— START —
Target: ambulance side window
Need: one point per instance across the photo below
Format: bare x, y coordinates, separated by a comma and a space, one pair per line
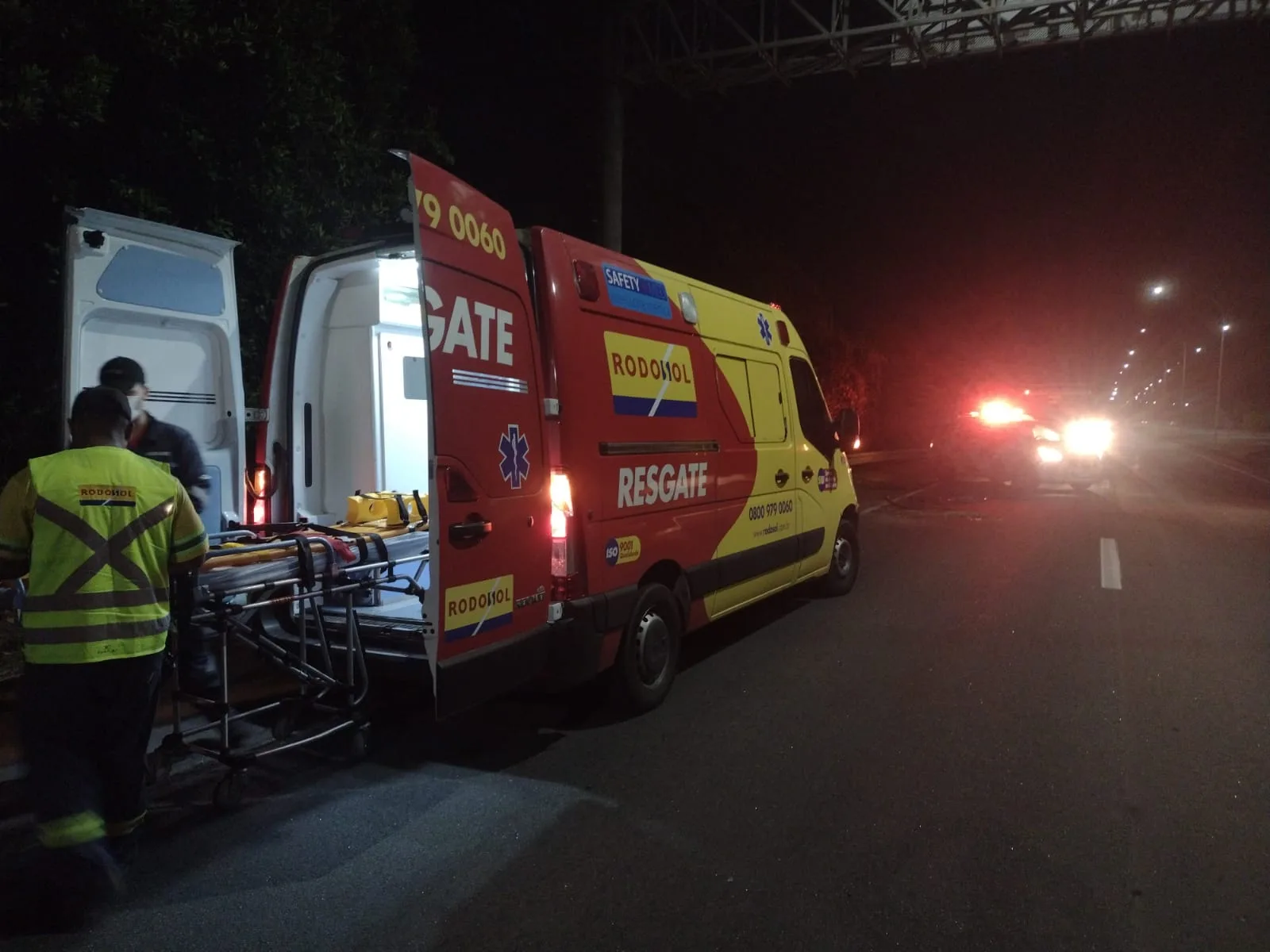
812, 413
765, 401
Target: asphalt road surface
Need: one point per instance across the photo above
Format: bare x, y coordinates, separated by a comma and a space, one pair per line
1037, 724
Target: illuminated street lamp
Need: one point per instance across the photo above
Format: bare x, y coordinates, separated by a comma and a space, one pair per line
1221, 355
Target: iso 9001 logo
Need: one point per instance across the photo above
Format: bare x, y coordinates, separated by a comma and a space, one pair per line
620, 551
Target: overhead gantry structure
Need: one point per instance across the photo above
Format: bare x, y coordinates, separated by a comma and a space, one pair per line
700, 46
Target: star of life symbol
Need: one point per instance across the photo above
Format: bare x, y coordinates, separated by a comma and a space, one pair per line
514, 450
765, 330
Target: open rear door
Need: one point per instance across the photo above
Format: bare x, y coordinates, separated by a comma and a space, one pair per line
165, 298
489, 486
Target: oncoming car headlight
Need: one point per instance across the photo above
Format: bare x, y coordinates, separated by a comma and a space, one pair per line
1045, 433
1087, 437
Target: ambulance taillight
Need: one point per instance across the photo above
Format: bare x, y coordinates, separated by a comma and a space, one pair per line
258, 492
563, 558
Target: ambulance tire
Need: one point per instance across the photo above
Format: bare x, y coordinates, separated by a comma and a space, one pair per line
844, 564
648, 658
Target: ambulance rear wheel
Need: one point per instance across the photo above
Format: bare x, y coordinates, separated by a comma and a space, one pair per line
649, 654
845, 562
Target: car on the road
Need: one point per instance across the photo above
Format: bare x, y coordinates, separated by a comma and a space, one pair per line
1003, 442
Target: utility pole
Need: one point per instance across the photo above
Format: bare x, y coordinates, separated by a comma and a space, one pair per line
614, 133
1184, 380
1221, 357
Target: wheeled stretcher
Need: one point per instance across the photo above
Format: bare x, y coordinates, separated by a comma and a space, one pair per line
315, 578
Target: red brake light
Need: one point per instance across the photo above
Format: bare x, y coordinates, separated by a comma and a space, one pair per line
562, 505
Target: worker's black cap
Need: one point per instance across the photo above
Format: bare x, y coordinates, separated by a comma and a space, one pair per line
105, 405
122, 374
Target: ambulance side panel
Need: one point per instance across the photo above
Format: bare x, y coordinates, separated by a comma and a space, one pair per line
489, 486
165, 298
679, 444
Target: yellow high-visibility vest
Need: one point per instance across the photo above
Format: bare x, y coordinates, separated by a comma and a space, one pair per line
102, 539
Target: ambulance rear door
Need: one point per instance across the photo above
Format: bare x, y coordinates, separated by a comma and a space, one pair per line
489, 486
165, 298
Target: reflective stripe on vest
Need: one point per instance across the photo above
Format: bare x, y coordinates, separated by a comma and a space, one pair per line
63, 622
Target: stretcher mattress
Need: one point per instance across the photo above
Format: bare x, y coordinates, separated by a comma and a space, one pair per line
226, 569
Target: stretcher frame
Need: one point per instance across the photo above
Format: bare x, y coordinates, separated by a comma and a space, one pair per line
337, 693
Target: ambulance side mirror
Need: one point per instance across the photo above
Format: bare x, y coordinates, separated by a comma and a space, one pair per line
849, 428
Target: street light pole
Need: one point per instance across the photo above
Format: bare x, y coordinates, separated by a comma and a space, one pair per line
1184, 378
1221, 355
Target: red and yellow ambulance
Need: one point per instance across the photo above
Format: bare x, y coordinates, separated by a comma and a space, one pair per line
613, 455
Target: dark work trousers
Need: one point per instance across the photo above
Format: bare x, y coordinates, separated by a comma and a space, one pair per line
197, 647
86, 729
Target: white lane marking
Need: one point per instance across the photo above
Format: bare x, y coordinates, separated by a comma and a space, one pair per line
1231, 466
1110, 564
895, 499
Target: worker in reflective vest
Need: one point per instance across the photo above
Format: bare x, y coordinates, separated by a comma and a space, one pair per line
101, 532
198, 660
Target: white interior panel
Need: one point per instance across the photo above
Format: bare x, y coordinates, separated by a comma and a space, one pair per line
356, 333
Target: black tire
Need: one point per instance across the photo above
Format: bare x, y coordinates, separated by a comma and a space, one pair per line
228, 793
359, 743
844, 562
649, 654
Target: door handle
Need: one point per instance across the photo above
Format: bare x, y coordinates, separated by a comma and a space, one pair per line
473, 531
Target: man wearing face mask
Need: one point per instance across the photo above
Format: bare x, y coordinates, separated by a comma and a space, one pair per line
175, 446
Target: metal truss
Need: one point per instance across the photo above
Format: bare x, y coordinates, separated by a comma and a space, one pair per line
711, 44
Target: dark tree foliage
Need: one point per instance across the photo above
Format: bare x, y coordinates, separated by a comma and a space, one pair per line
264, 122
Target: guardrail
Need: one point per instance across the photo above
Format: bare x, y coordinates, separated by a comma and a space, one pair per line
886, 456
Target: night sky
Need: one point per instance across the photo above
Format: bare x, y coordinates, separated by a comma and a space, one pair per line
991, 217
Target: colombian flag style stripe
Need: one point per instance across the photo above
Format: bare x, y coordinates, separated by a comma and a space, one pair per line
651, 378
478, 607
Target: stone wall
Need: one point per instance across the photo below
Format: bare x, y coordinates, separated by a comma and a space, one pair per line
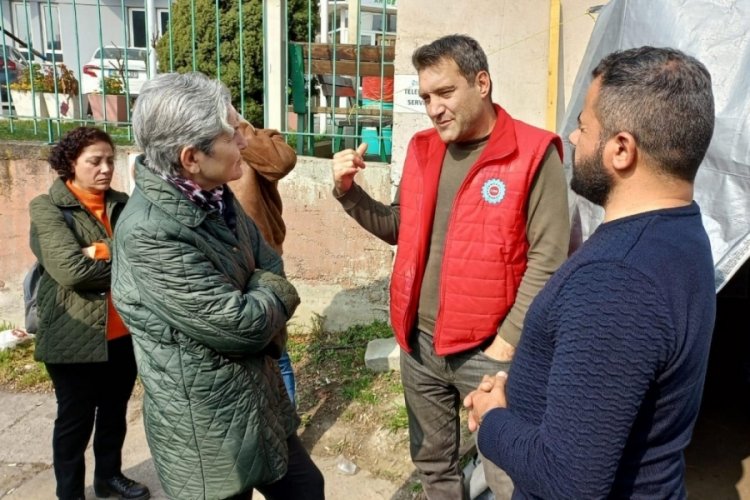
340, 270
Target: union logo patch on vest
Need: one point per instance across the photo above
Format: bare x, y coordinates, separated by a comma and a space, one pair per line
493, 191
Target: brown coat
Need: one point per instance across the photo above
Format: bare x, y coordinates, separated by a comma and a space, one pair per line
267, 159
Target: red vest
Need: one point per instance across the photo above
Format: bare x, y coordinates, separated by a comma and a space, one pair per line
485, 243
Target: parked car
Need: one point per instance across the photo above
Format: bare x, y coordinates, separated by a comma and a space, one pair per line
113, 60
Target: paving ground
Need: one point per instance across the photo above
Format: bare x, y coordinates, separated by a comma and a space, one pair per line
25, 456
718, 460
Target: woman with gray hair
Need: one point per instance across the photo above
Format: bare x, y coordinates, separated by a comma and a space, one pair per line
205, 299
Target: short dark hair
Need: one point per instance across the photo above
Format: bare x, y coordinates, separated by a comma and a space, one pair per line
463, 50
662, 97
68, 149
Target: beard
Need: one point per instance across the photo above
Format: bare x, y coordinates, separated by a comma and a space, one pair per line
590, 179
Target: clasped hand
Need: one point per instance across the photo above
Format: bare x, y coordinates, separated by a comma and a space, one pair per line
489, 395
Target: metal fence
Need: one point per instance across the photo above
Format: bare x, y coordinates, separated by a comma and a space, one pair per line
72, 62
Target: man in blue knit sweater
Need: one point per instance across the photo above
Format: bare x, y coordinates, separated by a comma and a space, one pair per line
607, 379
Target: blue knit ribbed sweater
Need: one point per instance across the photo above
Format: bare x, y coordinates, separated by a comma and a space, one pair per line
607, 379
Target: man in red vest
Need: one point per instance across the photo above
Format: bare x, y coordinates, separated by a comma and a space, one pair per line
481, 222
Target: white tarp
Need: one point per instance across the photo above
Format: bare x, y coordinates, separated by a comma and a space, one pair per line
717, 33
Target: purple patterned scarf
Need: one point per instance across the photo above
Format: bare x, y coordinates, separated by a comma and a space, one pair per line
207, 200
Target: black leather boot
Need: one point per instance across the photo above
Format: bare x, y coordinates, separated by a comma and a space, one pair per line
121, 487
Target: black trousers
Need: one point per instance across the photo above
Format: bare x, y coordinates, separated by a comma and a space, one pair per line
88, 394
302, 481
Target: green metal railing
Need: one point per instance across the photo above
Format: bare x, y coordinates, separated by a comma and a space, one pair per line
223, 39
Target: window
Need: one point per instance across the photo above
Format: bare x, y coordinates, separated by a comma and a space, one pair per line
22, 31
163, 20
52, 43
137, 28
138, 37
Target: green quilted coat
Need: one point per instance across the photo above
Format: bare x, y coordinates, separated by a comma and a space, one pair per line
72, 296
216, 412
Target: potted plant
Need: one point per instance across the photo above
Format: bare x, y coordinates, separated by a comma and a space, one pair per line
61, 92
111, 103
26, 93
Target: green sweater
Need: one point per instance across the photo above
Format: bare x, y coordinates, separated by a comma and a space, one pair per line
72, 296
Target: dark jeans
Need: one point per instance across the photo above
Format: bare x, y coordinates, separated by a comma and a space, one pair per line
434, 388
302, 481
88, 394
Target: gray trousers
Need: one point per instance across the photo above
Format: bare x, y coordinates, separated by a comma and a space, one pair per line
434, 388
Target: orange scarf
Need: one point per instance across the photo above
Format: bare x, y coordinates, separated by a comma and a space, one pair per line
94, 203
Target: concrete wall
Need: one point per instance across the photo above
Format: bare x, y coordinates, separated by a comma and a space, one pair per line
515, 37
340, 271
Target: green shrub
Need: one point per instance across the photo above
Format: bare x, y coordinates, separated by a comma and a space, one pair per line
229, 44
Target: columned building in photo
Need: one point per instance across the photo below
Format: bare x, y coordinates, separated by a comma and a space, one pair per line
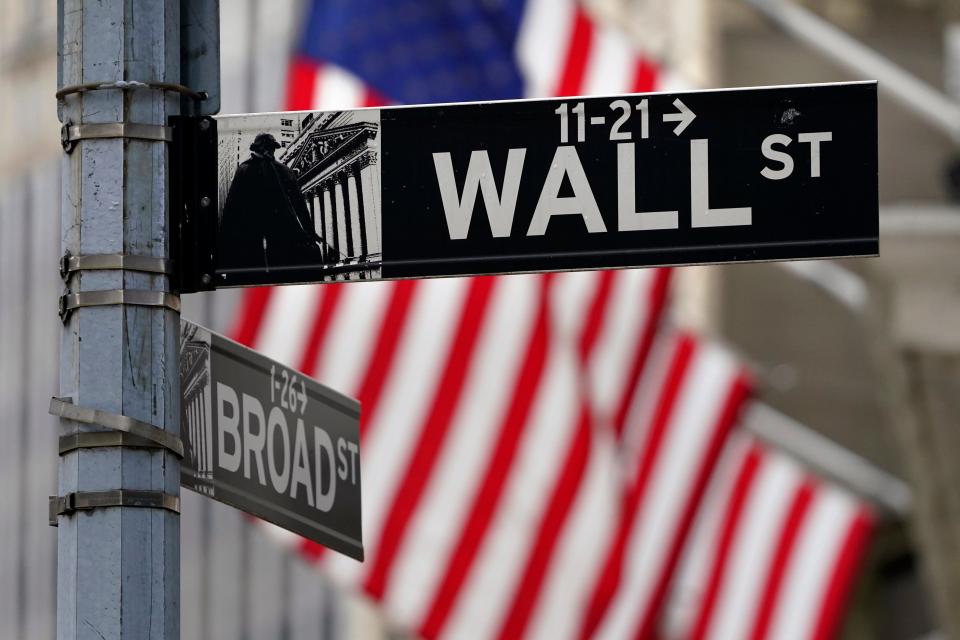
335, 158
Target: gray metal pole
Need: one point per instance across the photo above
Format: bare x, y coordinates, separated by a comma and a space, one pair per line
118, 572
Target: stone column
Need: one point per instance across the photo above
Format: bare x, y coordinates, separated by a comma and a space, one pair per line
356, 213
319, 219
330, 222
343, 219
370, 190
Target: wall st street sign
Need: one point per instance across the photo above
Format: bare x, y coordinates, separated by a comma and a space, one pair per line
532, 185
268, 440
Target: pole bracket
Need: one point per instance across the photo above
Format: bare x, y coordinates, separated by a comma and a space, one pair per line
89, 500
70, 264
64, 408
109, 297
70, 133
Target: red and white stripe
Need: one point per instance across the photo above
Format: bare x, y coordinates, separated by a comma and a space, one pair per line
532, 454
773, 553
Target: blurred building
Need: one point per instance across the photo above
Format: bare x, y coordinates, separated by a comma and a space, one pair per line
804, 330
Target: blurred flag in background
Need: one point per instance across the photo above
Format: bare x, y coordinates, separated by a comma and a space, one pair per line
535, 448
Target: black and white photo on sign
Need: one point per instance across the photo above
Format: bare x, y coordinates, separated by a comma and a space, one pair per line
196, 408
300, 191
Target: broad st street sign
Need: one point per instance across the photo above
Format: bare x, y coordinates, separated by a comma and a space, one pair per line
533, 185
268, 440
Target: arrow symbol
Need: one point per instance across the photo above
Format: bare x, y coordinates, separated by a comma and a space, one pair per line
683, 118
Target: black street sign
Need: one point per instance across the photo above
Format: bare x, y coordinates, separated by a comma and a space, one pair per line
270, 441
531, 185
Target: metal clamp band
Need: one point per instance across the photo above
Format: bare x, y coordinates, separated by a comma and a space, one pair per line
136, 297
113, 261
129, 85
70, 134
64, 408
87, 500
98, 439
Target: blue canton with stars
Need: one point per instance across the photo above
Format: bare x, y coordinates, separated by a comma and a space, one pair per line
420, 51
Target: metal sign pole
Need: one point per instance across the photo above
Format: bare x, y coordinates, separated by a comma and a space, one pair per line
117, 508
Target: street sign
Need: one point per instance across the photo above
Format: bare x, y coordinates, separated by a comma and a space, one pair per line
532, 185
270, 441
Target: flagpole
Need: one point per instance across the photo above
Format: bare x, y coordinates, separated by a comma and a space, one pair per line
118, 564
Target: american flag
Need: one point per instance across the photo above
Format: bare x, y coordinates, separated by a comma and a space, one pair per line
534, 448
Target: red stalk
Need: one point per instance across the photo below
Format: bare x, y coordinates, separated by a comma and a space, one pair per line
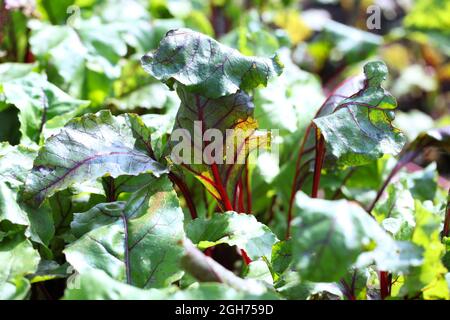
294, 183
220, 188
320, 155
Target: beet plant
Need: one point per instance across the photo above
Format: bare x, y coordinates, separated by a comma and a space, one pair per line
227, 191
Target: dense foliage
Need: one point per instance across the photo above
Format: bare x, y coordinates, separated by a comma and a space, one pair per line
94, 204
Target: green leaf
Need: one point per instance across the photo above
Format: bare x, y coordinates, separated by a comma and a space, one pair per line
234, 229
330, 236
357, 122
96, 285
90, 147
18, 259
136, 242
202, 65
230, 112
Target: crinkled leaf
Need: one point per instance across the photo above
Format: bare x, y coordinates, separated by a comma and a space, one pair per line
330, 236
37, 99
198, 113
89, 147
357, 126
96, 285
202, 65
136, 242
429, 277
241, 230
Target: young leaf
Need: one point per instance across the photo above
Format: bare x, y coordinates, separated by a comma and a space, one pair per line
358, 127
37, 99
136, 242
241, 230
329, 236
352, 127
219, 173
204, 66
90, 147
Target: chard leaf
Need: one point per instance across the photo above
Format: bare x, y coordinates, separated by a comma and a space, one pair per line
241, 230
37, 99
96, 285
134, 242
202, 65
18, 259
330, 236
197, 114
90, 147
356, 124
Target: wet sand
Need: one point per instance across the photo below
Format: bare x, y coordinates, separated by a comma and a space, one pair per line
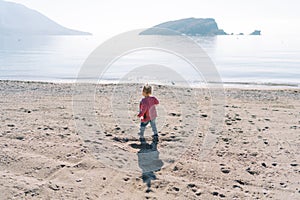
45, 153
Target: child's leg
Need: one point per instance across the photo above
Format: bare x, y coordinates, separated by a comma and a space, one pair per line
153, 126
142, 129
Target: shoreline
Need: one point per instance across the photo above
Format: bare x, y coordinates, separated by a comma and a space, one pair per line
53, 148
225, 85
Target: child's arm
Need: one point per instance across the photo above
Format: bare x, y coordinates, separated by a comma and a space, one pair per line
143, 110
156, 101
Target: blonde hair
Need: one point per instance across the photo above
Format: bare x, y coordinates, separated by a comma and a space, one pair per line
147, 89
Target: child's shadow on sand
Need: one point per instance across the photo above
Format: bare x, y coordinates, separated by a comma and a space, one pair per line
149, 162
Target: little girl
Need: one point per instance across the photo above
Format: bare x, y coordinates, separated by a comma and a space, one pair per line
148, 113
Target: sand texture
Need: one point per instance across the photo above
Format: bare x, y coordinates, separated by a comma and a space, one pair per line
50, 149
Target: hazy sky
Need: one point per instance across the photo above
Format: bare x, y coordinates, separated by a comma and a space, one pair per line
110, 17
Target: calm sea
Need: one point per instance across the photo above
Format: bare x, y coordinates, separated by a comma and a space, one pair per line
240, 60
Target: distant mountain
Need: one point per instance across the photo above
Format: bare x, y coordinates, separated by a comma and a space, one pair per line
16, 19
256, 32
189, 26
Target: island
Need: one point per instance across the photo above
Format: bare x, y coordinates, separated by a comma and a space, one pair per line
17, 19
188, 26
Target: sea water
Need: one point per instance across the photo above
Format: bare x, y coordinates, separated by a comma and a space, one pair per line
240, 60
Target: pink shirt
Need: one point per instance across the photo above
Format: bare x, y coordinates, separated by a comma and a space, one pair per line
147, 108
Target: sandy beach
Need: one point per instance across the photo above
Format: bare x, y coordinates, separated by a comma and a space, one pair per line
45, 153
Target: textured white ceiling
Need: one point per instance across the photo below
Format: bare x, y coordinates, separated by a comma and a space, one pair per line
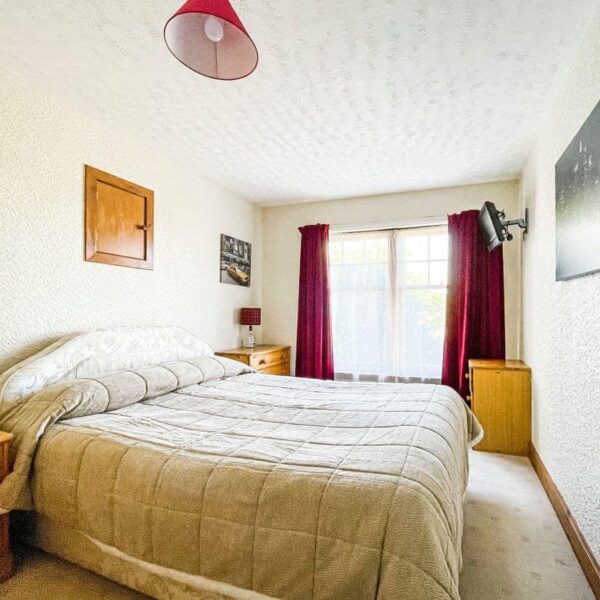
351, 97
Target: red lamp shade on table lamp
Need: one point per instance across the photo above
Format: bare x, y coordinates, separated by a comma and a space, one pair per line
251, 317
208, 37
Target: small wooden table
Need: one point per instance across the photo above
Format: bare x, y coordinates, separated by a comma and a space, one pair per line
501, 400
267, 359
5, 553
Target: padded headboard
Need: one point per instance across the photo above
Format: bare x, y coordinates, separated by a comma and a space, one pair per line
96, 353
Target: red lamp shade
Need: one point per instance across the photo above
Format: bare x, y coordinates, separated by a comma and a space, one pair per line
250, 316
208, 37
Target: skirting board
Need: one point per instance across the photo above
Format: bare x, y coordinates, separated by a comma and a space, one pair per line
586, 559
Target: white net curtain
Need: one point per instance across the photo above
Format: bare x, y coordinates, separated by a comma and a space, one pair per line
388, 293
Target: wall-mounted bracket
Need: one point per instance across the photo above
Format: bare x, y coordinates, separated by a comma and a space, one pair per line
522, 223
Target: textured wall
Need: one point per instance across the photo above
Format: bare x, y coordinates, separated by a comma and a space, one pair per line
46, 288
561, 320
282, 244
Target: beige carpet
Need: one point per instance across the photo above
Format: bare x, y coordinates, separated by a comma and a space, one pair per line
514, 547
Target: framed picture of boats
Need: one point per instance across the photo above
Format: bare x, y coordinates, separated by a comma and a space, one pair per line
236, 261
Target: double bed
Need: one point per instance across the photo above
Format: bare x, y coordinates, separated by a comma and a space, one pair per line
142, 456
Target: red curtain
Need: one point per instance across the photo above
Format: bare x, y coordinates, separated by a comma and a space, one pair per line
314, 350
475, 306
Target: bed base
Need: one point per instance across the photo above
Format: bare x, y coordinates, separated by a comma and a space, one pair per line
150, 579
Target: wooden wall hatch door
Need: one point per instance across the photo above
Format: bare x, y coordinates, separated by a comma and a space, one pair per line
119, 218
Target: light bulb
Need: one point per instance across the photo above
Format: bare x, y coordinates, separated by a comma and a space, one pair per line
213, 28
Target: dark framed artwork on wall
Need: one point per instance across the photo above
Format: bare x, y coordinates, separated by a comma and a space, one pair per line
578, 203
236, 261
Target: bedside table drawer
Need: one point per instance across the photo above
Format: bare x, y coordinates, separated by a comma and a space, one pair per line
268, 359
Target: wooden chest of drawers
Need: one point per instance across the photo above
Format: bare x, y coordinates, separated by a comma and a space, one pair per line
501, 400
267, 359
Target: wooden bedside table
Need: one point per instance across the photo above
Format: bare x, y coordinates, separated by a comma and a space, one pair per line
501, 400
5, 553
269, 360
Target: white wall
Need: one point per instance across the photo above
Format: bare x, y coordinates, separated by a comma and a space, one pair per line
281, 245
561, 320
47, 289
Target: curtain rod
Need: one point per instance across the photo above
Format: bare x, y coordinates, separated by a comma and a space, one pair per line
383, 225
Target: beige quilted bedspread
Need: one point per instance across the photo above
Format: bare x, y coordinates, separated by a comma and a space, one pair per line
294, 488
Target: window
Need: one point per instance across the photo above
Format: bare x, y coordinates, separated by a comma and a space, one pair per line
389, 303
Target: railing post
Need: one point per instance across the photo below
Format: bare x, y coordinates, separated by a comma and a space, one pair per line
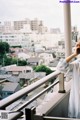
— END —
Find each line above that contains the word "bracket", and copy every such line in full.

Target: pole bracket
Target: wall-mounted bracket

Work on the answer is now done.